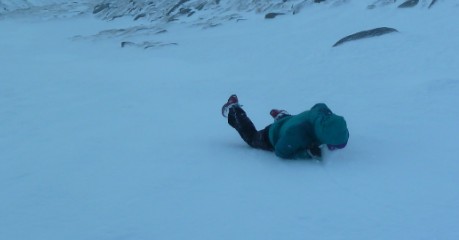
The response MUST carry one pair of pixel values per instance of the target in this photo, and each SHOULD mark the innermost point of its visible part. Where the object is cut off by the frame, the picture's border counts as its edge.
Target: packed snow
(103, 142)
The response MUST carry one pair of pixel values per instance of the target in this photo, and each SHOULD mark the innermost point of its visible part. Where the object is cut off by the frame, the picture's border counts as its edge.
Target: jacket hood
(331, 129)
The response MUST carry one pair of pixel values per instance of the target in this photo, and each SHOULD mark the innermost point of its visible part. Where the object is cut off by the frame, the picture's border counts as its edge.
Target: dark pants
(238, 119)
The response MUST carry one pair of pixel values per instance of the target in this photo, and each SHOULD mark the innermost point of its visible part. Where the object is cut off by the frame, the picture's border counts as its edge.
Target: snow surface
(103, 142)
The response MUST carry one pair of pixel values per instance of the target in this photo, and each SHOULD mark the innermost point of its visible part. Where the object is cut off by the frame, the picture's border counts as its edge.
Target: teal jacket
(291, 136)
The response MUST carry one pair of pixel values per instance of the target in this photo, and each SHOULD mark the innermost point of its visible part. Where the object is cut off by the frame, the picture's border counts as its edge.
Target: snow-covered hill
(103, 142)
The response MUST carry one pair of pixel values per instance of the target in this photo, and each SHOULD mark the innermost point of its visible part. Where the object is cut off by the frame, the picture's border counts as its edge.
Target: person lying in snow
(291, 136)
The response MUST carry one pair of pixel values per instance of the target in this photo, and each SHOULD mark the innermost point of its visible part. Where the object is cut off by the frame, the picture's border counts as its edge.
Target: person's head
(332, 130)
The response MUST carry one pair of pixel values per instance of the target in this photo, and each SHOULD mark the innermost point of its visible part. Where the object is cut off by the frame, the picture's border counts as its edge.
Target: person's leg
(238, 119)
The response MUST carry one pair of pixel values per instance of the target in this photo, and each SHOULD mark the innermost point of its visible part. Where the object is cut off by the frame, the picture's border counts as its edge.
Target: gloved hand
(315, 152)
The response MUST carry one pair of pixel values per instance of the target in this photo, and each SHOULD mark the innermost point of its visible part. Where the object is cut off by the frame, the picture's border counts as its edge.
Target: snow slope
(102, 142)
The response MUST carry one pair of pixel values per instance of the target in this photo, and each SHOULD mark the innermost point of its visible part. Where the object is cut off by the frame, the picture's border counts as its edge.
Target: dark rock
(147, 44)
(100, 7)
(140, 16)
(124, 44)
(409, 3)
(432, 3)
(176, 6)
(273, 15)
(366, 34)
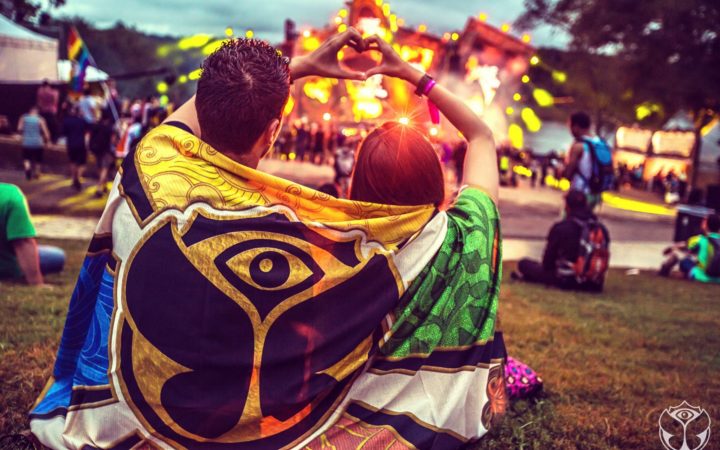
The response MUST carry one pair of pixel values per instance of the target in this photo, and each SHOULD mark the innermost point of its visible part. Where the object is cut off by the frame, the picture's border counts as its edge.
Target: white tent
(26, 56)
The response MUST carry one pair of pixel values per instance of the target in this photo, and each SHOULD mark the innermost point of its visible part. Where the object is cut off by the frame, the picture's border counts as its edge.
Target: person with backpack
(577, 253)
(699, 257)
(589, 164)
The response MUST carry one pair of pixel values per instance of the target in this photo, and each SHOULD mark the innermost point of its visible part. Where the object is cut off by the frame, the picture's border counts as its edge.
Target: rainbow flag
(220, 307)
(80, 56)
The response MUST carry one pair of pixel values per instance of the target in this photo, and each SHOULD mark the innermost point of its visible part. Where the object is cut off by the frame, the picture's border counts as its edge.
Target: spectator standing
(34, 136)
(74, 128)
(47, 102)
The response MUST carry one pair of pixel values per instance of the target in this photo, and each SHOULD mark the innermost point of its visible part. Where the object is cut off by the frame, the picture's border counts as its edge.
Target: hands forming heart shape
(324, 61)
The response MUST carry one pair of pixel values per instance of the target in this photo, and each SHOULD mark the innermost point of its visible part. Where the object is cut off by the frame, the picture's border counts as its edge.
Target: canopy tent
(26, 56)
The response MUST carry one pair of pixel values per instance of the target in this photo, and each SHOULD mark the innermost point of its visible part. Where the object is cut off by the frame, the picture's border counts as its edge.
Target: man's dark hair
(244, 86)
(713, 223)
(580, 119)
(576, 201)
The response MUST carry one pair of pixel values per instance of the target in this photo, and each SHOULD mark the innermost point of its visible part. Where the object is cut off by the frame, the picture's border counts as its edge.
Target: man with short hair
(579, 160)
(20, 256)
(47, 101)
(697, 258)
(563, 244)
(220, 306)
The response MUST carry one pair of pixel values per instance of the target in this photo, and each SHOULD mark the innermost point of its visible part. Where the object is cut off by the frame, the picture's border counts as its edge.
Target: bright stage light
(559, 77)
(195, 41)
(543, 97)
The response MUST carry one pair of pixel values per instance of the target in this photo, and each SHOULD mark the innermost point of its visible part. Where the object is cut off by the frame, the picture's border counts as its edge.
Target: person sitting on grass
(565, 248)
(20, 256)
(35, 136)
(397, 164)
(699, 257)
(220, 306)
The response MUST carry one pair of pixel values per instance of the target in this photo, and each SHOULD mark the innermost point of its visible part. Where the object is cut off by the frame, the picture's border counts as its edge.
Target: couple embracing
(220, 307)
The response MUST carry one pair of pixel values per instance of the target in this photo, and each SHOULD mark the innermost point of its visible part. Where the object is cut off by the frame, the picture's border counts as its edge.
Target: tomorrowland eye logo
(684, 427)
(240, 330)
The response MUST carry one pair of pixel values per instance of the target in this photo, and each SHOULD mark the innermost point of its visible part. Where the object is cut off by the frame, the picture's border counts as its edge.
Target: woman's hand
(392, 64)
(324, 62)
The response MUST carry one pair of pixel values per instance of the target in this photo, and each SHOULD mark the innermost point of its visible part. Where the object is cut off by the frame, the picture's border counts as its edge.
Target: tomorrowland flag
(220, 307)
(79, 54)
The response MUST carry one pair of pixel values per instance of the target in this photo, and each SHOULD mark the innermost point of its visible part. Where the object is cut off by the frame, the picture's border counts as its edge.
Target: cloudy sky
(266, 17)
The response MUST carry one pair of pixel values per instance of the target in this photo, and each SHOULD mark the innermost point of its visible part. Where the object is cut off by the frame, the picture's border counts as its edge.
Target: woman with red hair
(396, 164)
(449, 312)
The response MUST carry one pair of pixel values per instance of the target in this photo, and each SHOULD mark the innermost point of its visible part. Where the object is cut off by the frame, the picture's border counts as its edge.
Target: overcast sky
(266, 17)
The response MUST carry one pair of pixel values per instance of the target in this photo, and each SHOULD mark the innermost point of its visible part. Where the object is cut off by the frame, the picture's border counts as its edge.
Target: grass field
(611, 363)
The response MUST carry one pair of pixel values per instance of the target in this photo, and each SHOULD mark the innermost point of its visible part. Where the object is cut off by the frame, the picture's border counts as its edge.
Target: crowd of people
(411, 286)
(94, 123)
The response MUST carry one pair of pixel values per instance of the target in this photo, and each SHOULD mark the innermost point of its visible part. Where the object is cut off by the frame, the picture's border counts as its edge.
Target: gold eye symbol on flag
(232, 325)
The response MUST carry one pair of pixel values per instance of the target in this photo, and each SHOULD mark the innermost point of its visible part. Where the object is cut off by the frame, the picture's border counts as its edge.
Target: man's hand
(392, 64)
(324, 62)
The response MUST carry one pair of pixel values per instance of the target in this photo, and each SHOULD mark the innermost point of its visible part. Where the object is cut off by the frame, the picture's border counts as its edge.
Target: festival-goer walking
(35, 135)
(588, 160)
(101, 145)
(74, 129)
(271, 300)
(47, 102)
(88, 107)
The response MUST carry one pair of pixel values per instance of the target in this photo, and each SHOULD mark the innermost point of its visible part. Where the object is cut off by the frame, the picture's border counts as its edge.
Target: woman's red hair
(397, 165)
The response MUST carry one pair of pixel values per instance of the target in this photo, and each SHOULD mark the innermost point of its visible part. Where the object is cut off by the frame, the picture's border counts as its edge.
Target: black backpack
(713, 267)
(589, 269)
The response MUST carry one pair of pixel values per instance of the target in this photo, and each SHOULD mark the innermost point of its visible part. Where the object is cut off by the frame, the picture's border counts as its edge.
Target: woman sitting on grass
(397, 165)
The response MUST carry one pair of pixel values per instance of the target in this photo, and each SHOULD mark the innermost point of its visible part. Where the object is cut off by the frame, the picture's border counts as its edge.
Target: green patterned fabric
(454, 300)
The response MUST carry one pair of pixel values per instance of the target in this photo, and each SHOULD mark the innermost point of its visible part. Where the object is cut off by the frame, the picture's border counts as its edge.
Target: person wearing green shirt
(701, 251)
(20, 256)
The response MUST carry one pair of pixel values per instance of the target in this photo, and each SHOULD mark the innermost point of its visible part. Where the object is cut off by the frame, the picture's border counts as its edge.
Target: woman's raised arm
(480, 167)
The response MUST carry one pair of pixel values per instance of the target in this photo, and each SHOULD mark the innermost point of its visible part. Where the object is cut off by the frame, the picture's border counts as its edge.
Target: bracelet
(422, 85)
(428, 87)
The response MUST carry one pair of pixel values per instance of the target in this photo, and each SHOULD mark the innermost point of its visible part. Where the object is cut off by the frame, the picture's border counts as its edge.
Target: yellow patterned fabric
(177, 169)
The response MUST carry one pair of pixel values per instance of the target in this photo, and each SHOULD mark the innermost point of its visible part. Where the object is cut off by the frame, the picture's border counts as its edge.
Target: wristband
(422, 85)
(428, 87)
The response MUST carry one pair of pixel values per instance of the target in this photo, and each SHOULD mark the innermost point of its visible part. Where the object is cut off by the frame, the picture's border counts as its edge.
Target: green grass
(611, 363)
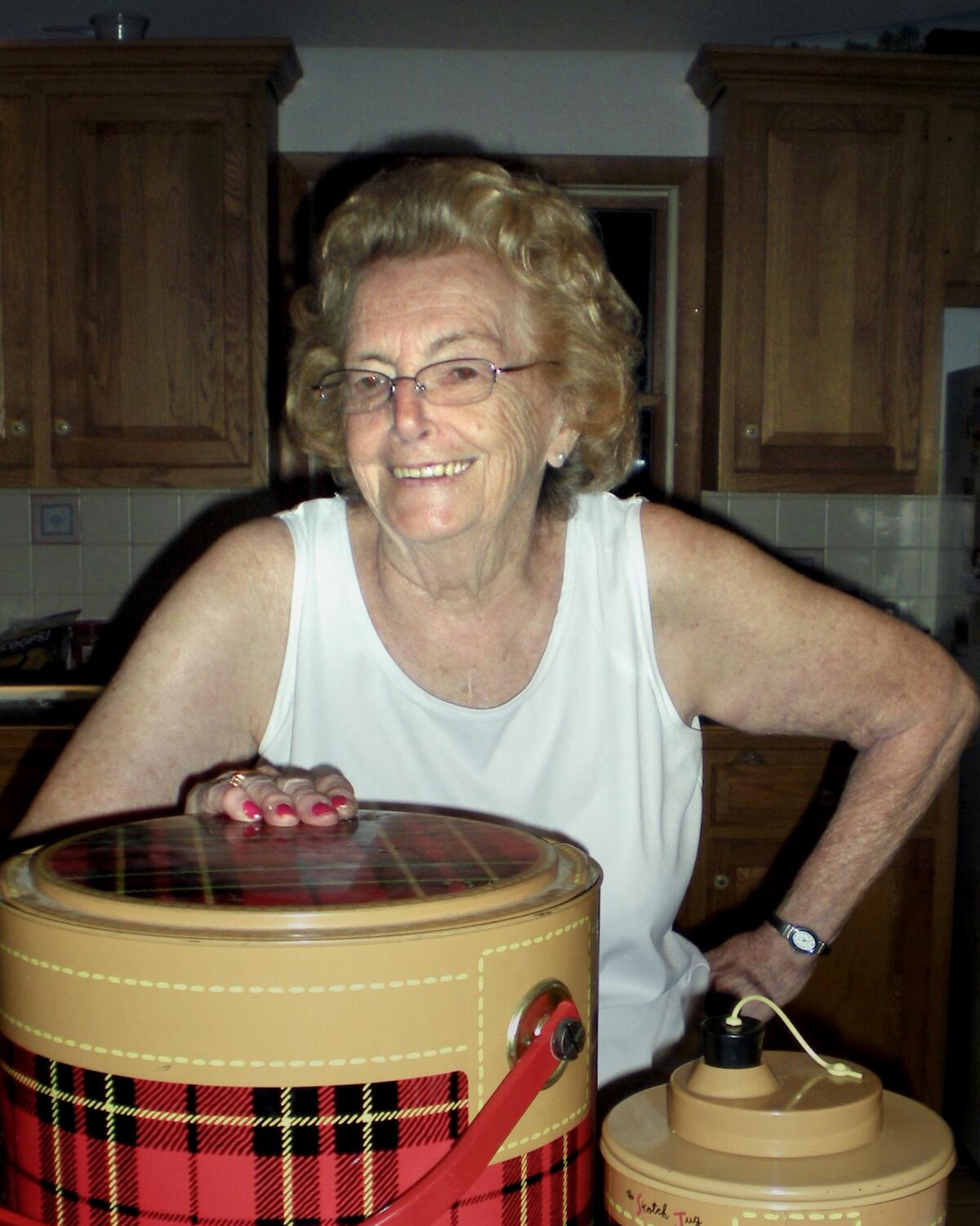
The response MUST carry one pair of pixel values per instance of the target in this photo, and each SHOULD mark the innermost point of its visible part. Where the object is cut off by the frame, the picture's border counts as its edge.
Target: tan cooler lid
(784, 1148)
(383, 871)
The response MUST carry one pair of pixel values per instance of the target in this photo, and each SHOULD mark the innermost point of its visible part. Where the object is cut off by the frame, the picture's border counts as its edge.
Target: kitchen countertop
(46, 702)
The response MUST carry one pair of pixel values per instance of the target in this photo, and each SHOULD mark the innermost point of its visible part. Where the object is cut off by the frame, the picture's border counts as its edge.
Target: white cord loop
(837, 1069)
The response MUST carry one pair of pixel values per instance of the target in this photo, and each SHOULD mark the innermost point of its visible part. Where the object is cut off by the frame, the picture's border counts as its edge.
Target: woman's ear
(561, 447)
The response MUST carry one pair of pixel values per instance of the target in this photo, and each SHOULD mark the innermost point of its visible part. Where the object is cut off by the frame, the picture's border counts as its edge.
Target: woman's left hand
(280, 798)
(760, 963)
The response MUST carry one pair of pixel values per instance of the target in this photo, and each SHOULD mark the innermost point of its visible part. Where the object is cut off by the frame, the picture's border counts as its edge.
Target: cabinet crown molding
(718, 68)
(274, 60)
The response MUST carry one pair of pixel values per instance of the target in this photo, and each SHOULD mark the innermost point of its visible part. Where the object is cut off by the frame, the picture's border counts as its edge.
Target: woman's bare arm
(753, 645)
(194, 693)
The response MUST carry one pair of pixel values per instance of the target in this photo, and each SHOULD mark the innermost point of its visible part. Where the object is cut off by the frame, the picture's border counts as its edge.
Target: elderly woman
(476, 624)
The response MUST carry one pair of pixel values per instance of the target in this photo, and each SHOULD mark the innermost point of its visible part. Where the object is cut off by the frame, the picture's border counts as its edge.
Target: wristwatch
(804, 941)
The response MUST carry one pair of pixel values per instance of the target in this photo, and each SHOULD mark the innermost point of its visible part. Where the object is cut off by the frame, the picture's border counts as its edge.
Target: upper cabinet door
(825, 296)
(134, 271)
(151, 279)
(16, 408)
(826, 267)
(963, 207)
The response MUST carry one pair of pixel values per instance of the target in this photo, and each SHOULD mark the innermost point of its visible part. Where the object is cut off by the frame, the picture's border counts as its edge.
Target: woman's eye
(367, 383)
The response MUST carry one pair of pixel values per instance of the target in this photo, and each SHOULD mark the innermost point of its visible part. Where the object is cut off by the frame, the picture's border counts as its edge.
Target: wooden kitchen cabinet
(134, 252)
(962, 250)
(881, 996)
(830, 185)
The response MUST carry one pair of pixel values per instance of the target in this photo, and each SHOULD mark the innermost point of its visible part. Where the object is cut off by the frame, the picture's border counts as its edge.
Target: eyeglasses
(455, 381)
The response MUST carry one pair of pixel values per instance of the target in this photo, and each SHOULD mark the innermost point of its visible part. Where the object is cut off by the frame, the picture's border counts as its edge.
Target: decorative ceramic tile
(801, 520)
(898, 523)
(850, 523)
(154, 516)
(755, 515)
(105, 516)
(15, 516)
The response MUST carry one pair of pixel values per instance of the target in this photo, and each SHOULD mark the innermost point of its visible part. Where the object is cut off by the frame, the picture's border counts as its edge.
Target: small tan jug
(743, 1139)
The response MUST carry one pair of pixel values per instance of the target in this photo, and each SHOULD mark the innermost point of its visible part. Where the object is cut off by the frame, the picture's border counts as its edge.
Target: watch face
(804, 941)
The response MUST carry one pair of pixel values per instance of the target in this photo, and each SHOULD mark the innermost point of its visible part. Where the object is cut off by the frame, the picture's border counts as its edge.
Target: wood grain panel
(16, 408)
(881, 997)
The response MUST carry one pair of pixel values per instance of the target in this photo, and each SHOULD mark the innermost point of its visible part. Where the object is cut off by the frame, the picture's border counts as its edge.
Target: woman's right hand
(281, 798)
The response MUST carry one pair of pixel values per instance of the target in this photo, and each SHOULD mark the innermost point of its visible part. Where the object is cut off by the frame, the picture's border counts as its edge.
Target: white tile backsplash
(755, 515)
(15, 569)
(122, 533)
(105, 518)
(903, 552)
(898, 523)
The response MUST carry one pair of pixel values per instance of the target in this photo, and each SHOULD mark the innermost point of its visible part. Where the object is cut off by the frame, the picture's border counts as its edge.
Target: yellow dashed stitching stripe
(200, 1062)
(234, 988)
(853, 1216)
(537, 941)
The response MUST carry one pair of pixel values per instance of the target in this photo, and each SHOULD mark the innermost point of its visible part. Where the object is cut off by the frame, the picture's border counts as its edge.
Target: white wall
(508, 102)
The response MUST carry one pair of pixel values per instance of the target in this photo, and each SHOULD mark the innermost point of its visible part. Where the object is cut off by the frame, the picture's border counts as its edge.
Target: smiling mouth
(430, 470)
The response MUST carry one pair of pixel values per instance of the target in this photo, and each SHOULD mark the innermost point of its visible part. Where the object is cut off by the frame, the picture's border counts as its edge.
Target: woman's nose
(408, 415)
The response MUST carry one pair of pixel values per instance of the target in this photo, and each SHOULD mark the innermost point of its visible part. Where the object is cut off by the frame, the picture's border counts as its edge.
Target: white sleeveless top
(591, 749)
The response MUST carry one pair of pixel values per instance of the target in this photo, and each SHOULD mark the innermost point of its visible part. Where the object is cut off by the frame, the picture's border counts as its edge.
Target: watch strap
(787, 931)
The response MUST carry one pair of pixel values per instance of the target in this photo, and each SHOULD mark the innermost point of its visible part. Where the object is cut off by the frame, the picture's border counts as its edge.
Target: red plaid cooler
(224, 1025)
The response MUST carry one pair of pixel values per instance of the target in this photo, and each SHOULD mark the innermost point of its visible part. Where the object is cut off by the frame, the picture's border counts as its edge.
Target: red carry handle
(561, 1037)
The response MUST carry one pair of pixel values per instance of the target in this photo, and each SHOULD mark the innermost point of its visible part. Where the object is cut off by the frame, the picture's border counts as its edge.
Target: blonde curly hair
(549, 245)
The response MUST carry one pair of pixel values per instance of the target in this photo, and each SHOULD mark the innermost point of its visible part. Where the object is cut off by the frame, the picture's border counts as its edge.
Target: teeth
(433, 470)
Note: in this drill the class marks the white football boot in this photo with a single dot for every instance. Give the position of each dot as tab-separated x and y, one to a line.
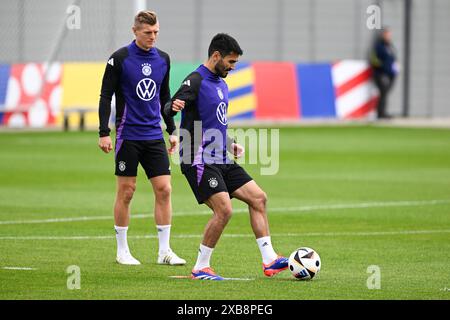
170	258
126	258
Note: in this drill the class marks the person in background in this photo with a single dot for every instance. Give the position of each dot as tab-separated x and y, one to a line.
385	68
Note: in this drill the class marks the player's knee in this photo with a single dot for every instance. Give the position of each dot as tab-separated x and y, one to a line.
260	201
224	213
163	191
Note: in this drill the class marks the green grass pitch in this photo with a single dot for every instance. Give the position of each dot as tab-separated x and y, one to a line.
360	195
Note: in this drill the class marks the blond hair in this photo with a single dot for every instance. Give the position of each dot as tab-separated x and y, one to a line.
147	17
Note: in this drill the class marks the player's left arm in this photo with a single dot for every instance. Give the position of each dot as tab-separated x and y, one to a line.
234	148
164	97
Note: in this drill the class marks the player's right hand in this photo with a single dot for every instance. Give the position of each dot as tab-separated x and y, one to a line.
178	105
105	144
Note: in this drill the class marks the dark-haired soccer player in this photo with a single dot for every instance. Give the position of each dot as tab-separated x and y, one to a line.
213	177
138	75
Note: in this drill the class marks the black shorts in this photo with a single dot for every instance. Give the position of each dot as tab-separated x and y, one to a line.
208	179
151	154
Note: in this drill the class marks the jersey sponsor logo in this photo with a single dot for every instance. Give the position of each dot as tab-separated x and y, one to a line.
146	89
221	113
122	166
220	93
213	182
146	69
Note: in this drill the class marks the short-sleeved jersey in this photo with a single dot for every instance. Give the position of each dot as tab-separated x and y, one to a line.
140	81
204	117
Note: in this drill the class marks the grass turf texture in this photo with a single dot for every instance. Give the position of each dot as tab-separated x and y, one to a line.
65	175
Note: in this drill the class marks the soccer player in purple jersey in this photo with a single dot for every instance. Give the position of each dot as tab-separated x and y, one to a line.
212	176
138	75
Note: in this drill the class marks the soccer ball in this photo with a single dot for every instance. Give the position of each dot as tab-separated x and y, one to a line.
304	263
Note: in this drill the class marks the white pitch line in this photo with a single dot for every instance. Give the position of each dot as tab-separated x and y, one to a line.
246	235
244	210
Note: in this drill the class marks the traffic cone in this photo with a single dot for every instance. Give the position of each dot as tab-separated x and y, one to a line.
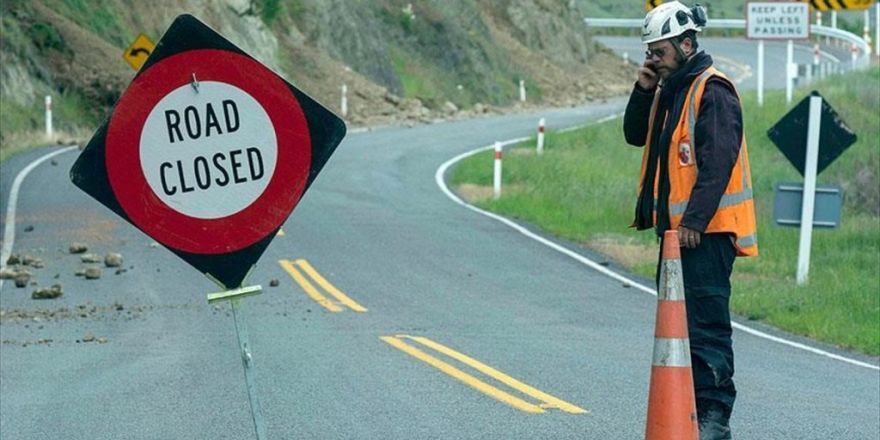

▸ **Problem to solve**
Take the lines from the one that contains "Note: in this drill the class marks the soccer ball" through the last line of the material above and reproduce them exactly, leaving out any pictures.

▸ **Solution to the problem**
Note: in this drill the class marks the soccer ball in this photo with a single dot for every instance. Give the position of each dot as tab-separated x and y, one to a line.
304	263
Note: in this drill the class marks the white pitch line in this photo with a single dot for every instance. Give the position of each dot as tab-separated x and y, one to a line.
246	235
244	210
Note: in this drill the class marks the traffic cone in this photo with a single dot for every instance. Give the position of each dot as tab-separated x and y, one to a line.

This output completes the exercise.